# EXERCISE
Report how many lines of the data below contain "study". Give nothing besides the number.

# DATA FOR THE TASK
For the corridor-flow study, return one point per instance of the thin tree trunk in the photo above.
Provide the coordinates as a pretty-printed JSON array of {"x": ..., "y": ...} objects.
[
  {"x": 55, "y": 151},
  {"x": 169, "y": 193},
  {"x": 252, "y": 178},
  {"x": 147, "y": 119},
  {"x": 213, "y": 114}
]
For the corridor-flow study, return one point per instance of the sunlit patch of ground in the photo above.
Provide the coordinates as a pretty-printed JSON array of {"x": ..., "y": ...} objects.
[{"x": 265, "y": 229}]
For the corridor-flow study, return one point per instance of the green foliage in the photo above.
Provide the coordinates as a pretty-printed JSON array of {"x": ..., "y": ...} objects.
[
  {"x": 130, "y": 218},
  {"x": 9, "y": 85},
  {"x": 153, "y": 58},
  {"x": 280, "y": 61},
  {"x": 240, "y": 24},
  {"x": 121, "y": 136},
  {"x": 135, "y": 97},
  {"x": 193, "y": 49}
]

# WRITTEN ANSWER
3